[Problem description]: Pick out every row below that contains the string "neck" and copy each one in full. Case counts.

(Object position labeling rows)
##########
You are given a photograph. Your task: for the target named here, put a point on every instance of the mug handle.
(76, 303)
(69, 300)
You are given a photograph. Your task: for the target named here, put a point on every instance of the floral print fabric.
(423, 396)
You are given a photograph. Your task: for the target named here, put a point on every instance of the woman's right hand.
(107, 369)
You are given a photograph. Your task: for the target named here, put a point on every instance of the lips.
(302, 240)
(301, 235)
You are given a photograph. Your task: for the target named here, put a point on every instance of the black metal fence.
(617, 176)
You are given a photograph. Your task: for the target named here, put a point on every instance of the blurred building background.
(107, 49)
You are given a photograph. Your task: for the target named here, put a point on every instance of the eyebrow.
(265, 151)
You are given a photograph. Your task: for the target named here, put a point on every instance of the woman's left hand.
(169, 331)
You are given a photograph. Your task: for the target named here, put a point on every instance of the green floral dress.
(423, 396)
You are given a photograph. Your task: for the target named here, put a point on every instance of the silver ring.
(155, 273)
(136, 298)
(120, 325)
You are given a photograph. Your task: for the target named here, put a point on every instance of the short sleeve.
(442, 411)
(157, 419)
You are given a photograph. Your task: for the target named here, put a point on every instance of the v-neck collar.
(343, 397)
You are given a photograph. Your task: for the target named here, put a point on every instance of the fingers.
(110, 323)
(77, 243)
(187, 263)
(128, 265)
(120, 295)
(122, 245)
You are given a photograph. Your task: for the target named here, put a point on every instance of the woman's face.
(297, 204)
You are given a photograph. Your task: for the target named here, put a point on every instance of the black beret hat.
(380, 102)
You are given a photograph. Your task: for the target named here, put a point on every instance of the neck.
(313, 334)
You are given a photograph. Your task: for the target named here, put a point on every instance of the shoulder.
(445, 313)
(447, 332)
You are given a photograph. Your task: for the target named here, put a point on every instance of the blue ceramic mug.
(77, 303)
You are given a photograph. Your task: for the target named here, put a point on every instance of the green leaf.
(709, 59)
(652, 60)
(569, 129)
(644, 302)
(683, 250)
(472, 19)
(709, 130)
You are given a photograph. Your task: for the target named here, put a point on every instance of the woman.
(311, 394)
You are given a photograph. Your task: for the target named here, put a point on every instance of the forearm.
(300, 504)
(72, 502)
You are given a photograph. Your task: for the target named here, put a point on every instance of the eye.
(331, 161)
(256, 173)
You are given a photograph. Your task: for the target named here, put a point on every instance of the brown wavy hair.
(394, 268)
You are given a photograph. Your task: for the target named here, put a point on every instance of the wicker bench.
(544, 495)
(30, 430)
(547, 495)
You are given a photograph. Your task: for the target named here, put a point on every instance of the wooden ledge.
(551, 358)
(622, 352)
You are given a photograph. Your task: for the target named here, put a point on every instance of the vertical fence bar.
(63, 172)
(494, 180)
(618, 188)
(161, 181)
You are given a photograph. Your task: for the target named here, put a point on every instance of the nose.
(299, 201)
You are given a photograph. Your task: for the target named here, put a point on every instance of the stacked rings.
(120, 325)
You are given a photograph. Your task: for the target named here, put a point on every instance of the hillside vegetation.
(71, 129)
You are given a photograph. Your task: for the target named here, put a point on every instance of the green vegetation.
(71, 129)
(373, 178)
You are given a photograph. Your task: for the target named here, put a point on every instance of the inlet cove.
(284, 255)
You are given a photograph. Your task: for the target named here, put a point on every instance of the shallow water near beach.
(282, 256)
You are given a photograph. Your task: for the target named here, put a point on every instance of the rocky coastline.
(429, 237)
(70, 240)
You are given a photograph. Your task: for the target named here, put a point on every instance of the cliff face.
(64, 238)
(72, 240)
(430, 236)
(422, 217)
##########
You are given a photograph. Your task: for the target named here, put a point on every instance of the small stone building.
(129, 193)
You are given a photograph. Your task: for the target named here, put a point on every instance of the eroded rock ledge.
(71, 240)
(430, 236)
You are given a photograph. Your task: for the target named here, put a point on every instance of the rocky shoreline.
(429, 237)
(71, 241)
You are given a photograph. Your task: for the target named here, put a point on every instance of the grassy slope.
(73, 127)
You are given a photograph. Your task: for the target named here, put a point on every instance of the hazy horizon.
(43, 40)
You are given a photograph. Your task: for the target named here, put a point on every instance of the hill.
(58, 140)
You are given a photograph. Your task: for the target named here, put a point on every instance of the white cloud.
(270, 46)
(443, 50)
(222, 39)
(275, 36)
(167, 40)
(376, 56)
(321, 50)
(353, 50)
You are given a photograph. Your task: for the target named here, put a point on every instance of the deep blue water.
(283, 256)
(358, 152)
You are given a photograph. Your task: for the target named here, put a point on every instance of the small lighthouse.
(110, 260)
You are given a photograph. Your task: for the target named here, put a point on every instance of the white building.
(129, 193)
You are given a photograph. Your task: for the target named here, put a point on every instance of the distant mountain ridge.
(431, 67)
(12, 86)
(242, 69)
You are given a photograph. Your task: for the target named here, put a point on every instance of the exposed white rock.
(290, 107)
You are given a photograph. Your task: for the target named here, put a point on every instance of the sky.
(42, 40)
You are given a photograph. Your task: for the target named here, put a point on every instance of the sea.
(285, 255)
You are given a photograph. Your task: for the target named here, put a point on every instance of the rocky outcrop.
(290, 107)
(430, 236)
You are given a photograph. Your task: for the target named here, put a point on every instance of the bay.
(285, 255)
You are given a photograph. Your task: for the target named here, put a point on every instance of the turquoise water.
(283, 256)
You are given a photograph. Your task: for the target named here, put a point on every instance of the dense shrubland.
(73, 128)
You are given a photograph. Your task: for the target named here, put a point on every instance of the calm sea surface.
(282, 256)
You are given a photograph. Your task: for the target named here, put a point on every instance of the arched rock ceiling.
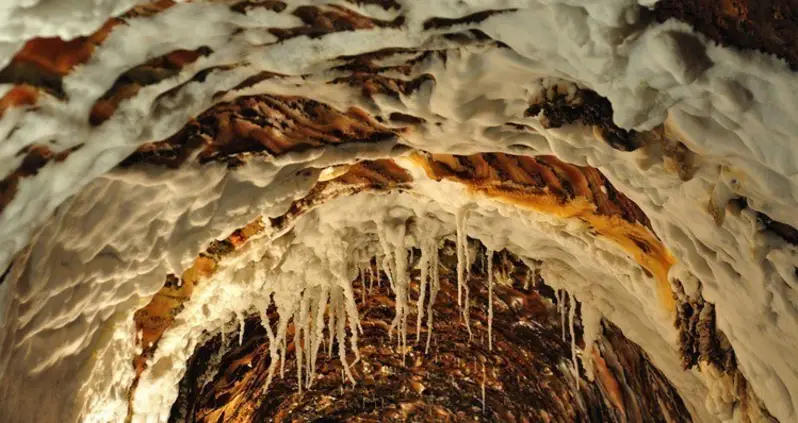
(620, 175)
##########
[Exercise output]:
You are given a photograph. Your task: for the target named here, put a point on every instance of the v-neck collar.
You are given a photograph. Your task: for the target named here, put a point on every instance of the neck.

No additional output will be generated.